╭─ Listed entries
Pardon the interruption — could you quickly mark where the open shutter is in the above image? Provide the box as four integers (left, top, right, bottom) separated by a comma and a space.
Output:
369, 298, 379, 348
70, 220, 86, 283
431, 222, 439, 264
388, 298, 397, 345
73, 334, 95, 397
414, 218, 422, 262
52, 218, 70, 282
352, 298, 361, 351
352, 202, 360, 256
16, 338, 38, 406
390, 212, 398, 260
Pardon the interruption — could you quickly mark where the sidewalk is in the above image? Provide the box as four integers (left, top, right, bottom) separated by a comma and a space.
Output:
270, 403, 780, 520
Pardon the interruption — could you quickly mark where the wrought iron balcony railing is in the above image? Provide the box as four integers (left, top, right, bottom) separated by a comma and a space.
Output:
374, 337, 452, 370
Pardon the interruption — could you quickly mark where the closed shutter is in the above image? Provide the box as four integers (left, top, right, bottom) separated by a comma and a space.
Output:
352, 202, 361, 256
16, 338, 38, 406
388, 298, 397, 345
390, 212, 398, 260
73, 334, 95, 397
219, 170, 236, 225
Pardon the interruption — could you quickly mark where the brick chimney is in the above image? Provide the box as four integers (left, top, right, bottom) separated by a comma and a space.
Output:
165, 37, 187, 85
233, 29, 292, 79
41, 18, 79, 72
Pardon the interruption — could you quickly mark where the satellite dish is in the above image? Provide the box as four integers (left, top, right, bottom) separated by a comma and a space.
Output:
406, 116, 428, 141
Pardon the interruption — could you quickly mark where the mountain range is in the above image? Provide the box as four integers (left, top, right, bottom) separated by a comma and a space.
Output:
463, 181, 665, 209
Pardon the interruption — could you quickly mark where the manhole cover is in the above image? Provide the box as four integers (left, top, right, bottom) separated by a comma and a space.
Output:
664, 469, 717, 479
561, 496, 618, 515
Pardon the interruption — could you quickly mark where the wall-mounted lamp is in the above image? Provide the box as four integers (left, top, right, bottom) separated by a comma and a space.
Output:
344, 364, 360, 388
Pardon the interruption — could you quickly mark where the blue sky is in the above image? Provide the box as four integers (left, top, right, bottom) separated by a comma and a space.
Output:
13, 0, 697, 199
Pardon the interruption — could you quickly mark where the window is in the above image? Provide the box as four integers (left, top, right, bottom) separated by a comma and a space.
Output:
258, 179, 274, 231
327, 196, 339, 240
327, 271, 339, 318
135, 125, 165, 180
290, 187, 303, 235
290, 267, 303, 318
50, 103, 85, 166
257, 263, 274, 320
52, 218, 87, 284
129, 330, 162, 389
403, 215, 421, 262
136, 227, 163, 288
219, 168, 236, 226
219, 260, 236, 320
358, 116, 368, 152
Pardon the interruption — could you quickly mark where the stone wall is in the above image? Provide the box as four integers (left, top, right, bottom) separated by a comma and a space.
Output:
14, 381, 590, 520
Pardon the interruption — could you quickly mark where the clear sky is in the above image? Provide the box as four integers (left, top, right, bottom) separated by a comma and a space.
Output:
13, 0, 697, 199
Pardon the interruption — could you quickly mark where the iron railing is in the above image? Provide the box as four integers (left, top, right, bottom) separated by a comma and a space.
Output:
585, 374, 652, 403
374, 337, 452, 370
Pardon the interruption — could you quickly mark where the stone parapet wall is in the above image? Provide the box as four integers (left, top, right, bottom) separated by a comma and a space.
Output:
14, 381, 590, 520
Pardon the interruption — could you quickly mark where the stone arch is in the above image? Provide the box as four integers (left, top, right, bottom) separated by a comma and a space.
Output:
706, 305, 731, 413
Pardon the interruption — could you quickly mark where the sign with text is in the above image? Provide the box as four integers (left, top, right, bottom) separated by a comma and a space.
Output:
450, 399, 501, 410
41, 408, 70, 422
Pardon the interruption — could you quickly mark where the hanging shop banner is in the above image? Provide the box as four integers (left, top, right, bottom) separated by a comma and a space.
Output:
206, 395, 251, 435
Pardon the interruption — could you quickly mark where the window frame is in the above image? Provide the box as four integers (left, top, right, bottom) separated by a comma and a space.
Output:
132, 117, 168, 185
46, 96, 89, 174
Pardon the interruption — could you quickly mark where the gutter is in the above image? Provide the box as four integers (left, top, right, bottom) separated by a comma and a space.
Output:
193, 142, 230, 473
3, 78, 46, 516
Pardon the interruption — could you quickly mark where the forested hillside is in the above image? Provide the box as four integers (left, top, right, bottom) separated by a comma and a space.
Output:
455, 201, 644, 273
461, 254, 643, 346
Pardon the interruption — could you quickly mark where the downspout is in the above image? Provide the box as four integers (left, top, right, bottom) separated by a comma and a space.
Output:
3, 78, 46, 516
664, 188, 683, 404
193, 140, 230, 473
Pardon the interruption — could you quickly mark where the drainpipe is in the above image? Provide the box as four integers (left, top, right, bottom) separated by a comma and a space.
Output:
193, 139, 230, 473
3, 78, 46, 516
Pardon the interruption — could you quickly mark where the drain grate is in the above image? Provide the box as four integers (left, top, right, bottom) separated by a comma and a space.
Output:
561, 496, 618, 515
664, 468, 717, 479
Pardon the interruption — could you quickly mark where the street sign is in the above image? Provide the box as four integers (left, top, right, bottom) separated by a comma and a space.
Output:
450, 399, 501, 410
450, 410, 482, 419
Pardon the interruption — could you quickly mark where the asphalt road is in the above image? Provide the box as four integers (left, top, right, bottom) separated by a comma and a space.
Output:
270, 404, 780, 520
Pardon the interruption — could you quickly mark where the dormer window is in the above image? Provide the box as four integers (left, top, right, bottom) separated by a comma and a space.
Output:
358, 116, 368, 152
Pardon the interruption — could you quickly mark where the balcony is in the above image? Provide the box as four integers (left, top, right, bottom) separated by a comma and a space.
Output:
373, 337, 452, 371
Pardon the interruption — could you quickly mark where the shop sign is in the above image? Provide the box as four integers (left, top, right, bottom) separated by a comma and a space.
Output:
╰─
◆ Problem to work on ◆
Return all of the data above word for word, line by line.

◆ Reply ◆
Pardon the interruption — could you quickly mark where the open shutter is in the above image? Provide the box as four integers (left, top, right, bottom) separated by a comma and a space.
Output:
369, 298, 379, 348
70, 220, 86, 283
431, 222, 439, 264
388, 298, 397, 345
73, 334, 95, 397
414, 218, 422, 262
52, 218, 70, 282
352, 298, 361, 351
352, 202, 360, 256
16, 338, 38, 406
390, 212, 398, 260
Pardon the interruption — could you quickly mark where the sidewalk is in the above image? Provide the box as four integers (left, top, right, bottom) separated by a comma and a space.
Output:
270, 403, 780, 520
Pardon the interruption — could you quickly mark where the wrought iron balcony railing is in the above image? Provide the box as four integers (left, top, right, bottom) separated by a comma and a space.
Output:
374, 337, 452, 370
Pardon the interruption — could you quickly mark where the closed shutter is in the above image? Provide the box as four integers (left, top, right, bottom) separated by a comma and a space.
Output:
352, 202, 361, 256
16, 338, 38, 406
388, 298, 397, 345
390, 212, 398, 260
73, 334, 95, 397
219, 170, 236, 225
Pardon the interruption — could you quickly mark where the brick chimney is in the above image? Provide the box as four integers (left, top, right, bottom) separated by a comma and a space.
Output:
165, 37, 187, 85
233, 29, 292, 79
41, 18, 79, 72
Pardon the interruption — could you quickly mark where the satellite dish is in the above image? Provide the box as four integers (left, top, right, bottom) separated by a comma and a space.
Output:
406, 116, 428, 141
Pardon the interruption — could you quickly mark where the mountain range is in the above image? Provide the box as four integers (left, top, right, bottom) separated by a comma and a space.
Output:
463, 181, 665, 209
Pardon the interruption — could you quickly mark where the manhole cover is in the above image? Provide the box as four integers (left, top, right, bottom) separated by a comma and a space.
Output:
664, 469, 717, 479
561, 496, 618, 515
Pardon the interruption — could you quickly mark where the wall-mounted lamp is in the above image? Provide the box as four integers (left, top, right, bottom) separated by a comma and a space.
Output:
344, 364, 360, 388
Pardon the interruption — could you quickly mark where the blue sky is in the above image? Provide the box as four integers (left, top, right, bottom) separated by a comma and a space.
Output:
13, 0, 697, 199
Pardon the interruption — could you quickly mark where the window is in the above image? Provide the box as four integers (left, top, right, bottom) separated by a comma and a space.
Output:
258, 179, 274, 231
327, 196, 339, 240
327, 271, 339, 318
135, 125, 165, 180
290, 187, 303, 235
290, 267, 303, 318
50, 103, 85, 166
257, 263, 274, 320
52, 218, 87, 284
129, 330, 162, 389
403, 215, 421, 262
136, 227, 163, 288
219, 168, 236, 226
219, 260, 236, 320
358, 116, 368, 152
Pardon the interruption — could you quickly mark where the stone wall is in the above image? Provide the box as four integers (left, top, right, bottom) separated by a comma and a space.
Output:
14, 381, 590, 520
Pardon the interruption — could you quickly mark where the clear sky is in the above image? Provide the box as four integers (left, top, right, bottom) separated by a comma and a space.
Output:
13, 0, 697, 199
Pardon the interruption — could you quickly mark where the iron railing is in the above image? Provide the box as four integers (left, top, right, bottom) separated by a comma and a space.
Output:
585, 374, 652, 403
374, 337, 452, 370
Pardon the interruption — could you quickly mark where the stone parapet wall is in the above image? Provide the box as four integers (left, top, right, bottom) separated by a comma and a space.
Output:
14, 381, 590, 520
Pardon the interruption — could you quickly mark where the stone arch is in the above image? Provide the box as four integers (left, top, right, bottom) separated by a comma and a space.
Output:
706, 305, 731, 413
Pardon the interruption — could you quickly mark where the sign with text is in the above image? Provide the box as four integers (left, top, right, bottom) separated by a comma and a space.
Output:
450, 399, 501, 410
41, 408, 70, 422
Pardon the interruption — could you quickly mark where the hanging shop banner is in the above image? Provide the box as four integers (left, top, right, bottom) separated by a comma and a space.
Output:
206, 395, 251, 435
Pardon the interruption — could you quickly mark where the window frame is in the above image? Provide the box as four integers (left, top, right, bottom) separated by a comma and a space.
Output:
132, 117, 168, 185
46, 96, 89, 174
Pardon the interruption — could you quickly mark where the gutter is in the above image? Provide the box as four integers (left, top, right, bottom) separated by a comma and a space.
Output:
193, 142, 230, 473
3, 78, 46, 516
Pardon the interruption — could you quickly mark where the forested hillside is in the above image? Provide the box as four integers (left, top, right, bottom) separated by a comma and a space.
Output:
455, 201, 644, 273
461, 254, 643, 346
Pardon the interruption — could you quickly mark where the downspout is in the above image? Provide the box as four integers (left, top, right, bottom) separated by a comma and a space.
Output:
3, 78, 46, 516
664, 188, 683, 404
193, 140, 230, 473
Pardon the interruption — could you quickly mark where the drainpipe is in the above image? Provide the box as four integers (left, top, right, bottom) separated by a comma and a space.
Output:
193, 139, 230, 473
3, 78, 46, 516
Pardon the interruption — could you quickly mark where the drain grate is in the above image? Provide the box as four integers (left, top, right, bottom) separated by a comma and a space.
Output:
561, 496, 618, 515
664, 468, 717, 479
Pardon the interruption — could you quickly mark where the street sign is in the above image? Provide the box as four integers (left, top, right, bottom) separated by a comma and a space.
Output:
450, 399, 501, 410
450, 410, 482, 419
Pardon the interruption — could you quickly mark where the asphalt road is in the above image? Provide the box as four integers (left, top, right, bottom) separated by a comma and a space.
Output:
270, 404, 780, 520
Pardon the interruption — could you quickly mark where the dormer window is in the above image? Provide the box as four integers (left, top, right, bottom) separated by a comma and a space.
Output:
358, 116, 368, 152
Pardon the interruption — could you quickly mark where the balcony is in the above image? Provide the box as four integers (left, top, right, bottom) separated by a comma and a space.
Output:
373, 337, 452, 371
Pardon the interruption — could you quickly mark where the shop sign is in the above image? Provide the box as four integers (left, top, right, bottom) separated by a comma and a space.
Output:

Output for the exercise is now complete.